SUPPLIED ENTRIES:
- Opening Delimiter -
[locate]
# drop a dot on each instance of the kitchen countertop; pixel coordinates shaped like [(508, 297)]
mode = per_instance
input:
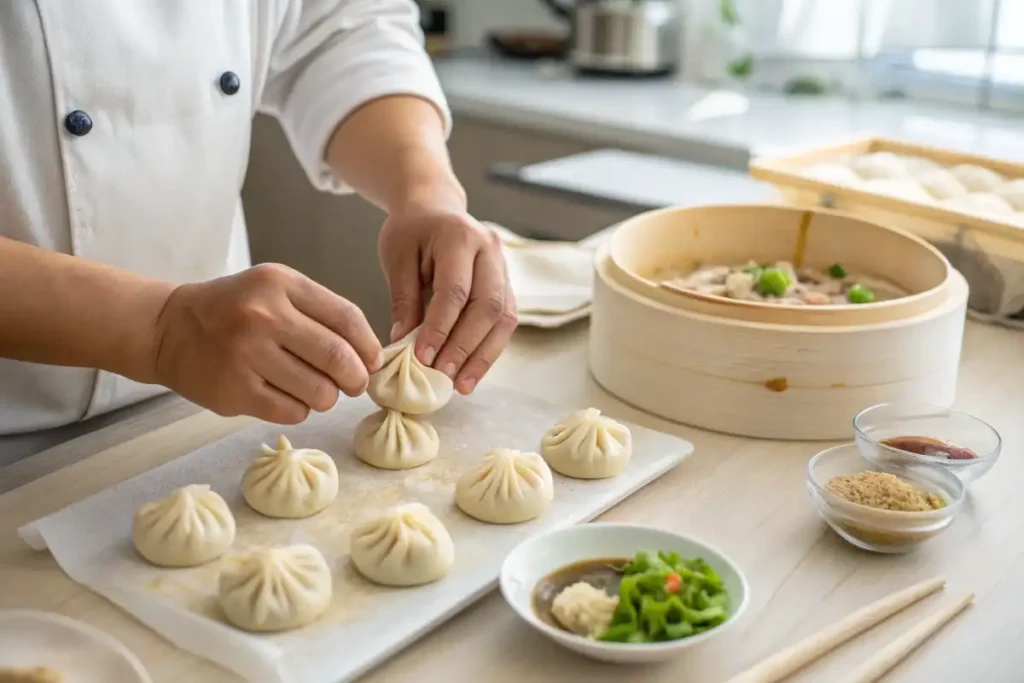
[(701, 123), (744, 496)]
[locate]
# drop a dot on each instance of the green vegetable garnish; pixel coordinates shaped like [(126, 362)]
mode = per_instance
[(837, 271), (859, 294), (665, 597), (773, 282)]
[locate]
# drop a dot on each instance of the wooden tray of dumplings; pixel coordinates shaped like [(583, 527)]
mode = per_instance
[(913, 187)]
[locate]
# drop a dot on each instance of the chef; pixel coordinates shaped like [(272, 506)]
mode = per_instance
[(124, 264)]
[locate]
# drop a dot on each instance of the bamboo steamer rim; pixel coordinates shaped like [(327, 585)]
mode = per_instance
[(650, 290), (955, 286)]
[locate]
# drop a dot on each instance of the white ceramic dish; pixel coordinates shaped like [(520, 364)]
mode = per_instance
[(540, 556), (81, 652)]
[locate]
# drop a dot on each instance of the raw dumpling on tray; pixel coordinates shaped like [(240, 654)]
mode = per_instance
[(391, 440), (506, 487), (275, 589), (406, 546), (588, 445), (187, 527), (290, 483)]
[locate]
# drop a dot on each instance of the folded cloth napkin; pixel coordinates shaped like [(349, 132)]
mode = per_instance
[(553, 282)]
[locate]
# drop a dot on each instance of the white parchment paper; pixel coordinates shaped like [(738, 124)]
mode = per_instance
[(91, 540)]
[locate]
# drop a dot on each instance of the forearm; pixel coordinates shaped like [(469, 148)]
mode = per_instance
[(61, 310), (392, 151)]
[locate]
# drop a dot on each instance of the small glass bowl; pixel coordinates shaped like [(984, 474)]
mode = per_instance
[(871, 528), (909, 419)]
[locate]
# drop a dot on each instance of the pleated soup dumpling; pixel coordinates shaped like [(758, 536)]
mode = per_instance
[(977, 178), (404, 384), (506, 487), (290, 483), (391, 440), (941, 184), (275, 589), (406, 546), (588, 445), (188, 527)]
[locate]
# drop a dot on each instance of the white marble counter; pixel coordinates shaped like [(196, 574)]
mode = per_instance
[(682, 120)]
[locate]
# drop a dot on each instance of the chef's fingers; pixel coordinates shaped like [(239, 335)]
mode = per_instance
[(340, 315), (271, 404), (452, 284), (406, 289), (285, 372), (327, 352), (481, 314), (486, 353)]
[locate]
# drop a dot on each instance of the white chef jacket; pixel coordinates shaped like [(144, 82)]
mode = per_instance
[(145, 174)]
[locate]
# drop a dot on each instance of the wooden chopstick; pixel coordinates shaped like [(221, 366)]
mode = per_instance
[(784, 663), (895, 651)]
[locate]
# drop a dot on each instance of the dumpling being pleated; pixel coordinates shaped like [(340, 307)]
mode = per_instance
[(588, 445), (406, 546), (391, 440), (188, 527), (507, 487), (404, 384), (977, 178), (275, 589), (290, 482)]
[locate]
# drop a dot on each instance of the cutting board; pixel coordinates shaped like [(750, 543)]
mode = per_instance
[(91, 539)]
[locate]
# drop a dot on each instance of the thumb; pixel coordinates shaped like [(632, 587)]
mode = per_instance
[(407, 297)]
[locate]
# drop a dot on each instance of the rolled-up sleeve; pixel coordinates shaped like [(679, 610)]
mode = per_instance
[(332, 56)]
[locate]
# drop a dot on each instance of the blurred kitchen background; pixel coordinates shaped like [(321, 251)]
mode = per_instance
[(571, 116)]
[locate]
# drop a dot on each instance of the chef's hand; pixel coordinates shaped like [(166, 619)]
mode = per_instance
[(266, 342), (472, 310)]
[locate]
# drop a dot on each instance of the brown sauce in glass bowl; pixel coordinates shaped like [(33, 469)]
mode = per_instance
[(929, 445)]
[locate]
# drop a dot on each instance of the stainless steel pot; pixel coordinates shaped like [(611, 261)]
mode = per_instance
[(629, 37)]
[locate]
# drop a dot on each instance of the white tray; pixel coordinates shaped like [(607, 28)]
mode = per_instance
[(91, 539)]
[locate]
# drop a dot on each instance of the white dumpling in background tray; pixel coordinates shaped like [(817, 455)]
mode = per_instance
[(919, 165), (392, 440), (190, 526), (506, 487), (837, 174), (1013, 193), (980, 203), (275, 589), (404, 384), (290, 483), (977, 178), (879, 165), (406, 546), (941, 184), (588, 445), (905, 188)]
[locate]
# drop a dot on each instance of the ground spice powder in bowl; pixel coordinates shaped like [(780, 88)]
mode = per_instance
[(885, 492), (884, 510)]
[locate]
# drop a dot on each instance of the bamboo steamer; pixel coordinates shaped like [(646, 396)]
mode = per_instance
[(687, 237), (673, 356)]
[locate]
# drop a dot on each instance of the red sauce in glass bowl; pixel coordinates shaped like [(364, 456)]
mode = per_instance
[(928, 445)]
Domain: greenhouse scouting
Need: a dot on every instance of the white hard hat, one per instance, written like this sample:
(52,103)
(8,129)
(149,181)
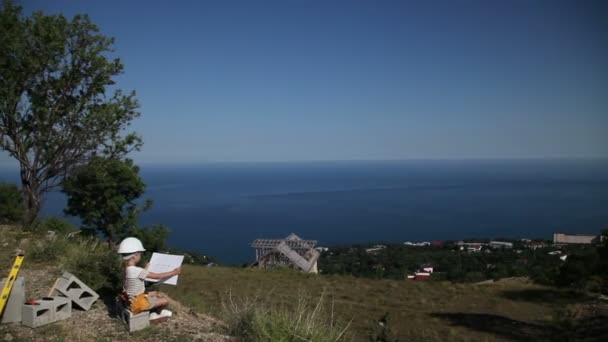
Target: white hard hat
- Closing Delimiter -
WHAT YOU NEED TO DO: Copy out the lines of the records above in which the string "glass" appears.

ANSWER BOX:
# drop a dot on each instance of the small glass bowl; pixel coordinates shaped like [(984, 474)]
# drop a dot on each instance of the brown sauce in glass bowl; pixel coordinates shaped like [(33, 469)]
# drop a dot on each instance of the red sauce in glass bowl; pixel coordinates shaped like [(364, 456)]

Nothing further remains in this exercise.